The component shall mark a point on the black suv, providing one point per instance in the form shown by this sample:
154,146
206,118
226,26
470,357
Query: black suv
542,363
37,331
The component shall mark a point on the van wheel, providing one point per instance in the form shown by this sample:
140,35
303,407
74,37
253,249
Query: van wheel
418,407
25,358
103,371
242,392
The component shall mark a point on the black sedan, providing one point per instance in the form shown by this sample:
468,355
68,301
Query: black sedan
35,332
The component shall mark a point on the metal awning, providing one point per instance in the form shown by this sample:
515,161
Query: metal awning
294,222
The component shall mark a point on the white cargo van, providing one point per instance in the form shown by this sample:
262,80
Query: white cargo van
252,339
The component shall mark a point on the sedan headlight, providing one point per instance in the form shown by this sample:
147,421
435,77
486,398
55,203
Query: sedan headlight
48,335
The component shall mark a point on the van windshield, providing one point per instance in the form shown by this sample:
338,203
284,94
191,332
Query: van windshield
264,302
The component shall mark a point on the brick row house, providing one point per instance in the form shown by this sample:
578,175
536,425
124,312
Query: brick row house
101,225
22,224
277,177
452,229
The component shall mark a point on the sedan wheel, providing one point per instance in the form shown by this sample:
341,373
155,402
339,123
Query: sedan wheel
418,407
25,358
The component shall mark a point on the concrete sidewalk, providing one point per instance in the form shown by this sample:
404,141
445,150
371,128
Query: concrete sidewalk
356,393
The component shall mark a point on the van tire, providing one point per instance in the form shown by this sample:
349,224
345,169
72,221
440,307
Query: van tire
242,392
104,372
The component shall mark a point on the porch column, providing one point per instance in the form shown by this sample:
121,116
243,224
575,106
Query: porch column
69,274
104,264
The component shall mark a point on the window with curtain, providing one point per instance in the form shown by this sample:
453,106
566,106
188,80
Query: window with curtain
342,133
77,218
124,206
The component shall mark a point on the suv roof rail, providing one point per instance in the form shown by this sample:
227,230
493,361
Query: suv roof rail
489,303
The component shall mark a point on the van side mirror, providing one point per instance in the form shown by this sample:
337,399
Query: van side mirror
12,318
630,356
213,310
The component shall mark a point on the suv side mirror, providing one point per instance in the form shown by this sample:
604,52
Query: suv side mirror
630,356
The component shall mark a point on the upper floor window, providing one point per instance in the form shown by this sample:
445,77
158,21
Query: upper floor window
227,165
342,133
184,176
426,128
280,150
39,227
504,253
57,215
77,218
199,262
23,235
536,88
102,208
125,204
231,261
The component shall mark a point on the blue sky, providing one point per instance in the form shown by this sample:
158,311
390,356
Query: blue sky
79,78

▬▬▬▬▬▬▬▬▬▬

Starting at the top of the records, copy every line exactly.

Reply to the task:
The component shall mark a point on the black suv, providing one point per instance in the form shown by this sample:
154,146
206,118
226,26
470,357
Query: black suv
542,363
37,331
The component shall mark a point on the van wheel, providing one point per instance in the form shown by this sample:
140,35
303,407
74,37
253,249
Query: van wheel
418,407
25,358
103,371
242,392
The component shall mark a point on the black sedan, providing one point per instance in the form shown by this sample:
468,355
68,301
Query: black sedan
35,332
The component shall mark a point on the metal awning, providing one point per instance in the form shown by this sample:
515,161
Query: metal awning
294,222
The component shall mark a point on the white cargo van, providing one point per instance in the form shown by this sample:
262,80
Query: white cargo van
252,339
The component shall mark a point on the sedan headlight, providing one point per instance in the form shown by this sample:
147,421
435,77
486,398
55,203
Query: sedan headlight
48,335
The component shall mark a point on the van windshield, providing one point per instance in the form shown by this sample:
338,203
284,94
191,332
Query: van windshield
264,302
The component shall mark a point on the brick row house, providing one point per instance in the form shown by this sample:
578,175
536,425
124,312
Query: brick row house
101,225
22,224
277,177
452,229
The component shall mark a point on the sedan wheel, providing one point per instance in the form shown by this sample:
341,373
155,402
339,123
Query: sedan wheel
418,407
25,358
The component shall mark a point on the concrete sidewalk, providing one point per instance in the form shown by this sample:
404,141
445,150
371,128
Query: concrete sidewalk
356,393
The component shall mark a point on the van tire, providing one point per instance in the form shown by this sample:
349,224
345,169
72,221
440,307
Query: van tire
242,392
104,372
The component shall mark a point on the porch column, providing one point per instance in the form shown by this sample:
121,116
243,224
575,106
Query: porch column
69,274
104,264
The component shall mark a point on the window with curtain, providing one point per instance in the form shown by this sample:
453,106
566,106
188,80
Query: window with curtain
342,133
77,218
124,206
The component shall mark a point on the suv roof rail, providing one point per instance in the form shown by this sample:
227,230
493,361
Query: suv roof rail
489,303
The component shall mark a point on the van side mirror, providing one point per instance in the form shown by this sample:
337,399
Query: van side mirror
12,318
630,356
213,310
The component shall mark a point on the suv side mirror, providing one point per instance in the form shown by this sample:
604,52
Query: suv side mirror
630,356
The component shall mark a point on the upper floor window, providing one point per instance in the form shown by this sample:
445,77
158,21
Query: upper floor window
227,165
342,133
184,176
426,128
280,150
39,227
504,253
57,215
77,218
199,262
23,235
536,88
102,208
125,204
231,261
The component shall mark a point on the blue sky, providing one point per instance in the form shown by this sample:
158,311
390,356
Query: blue sky
79,78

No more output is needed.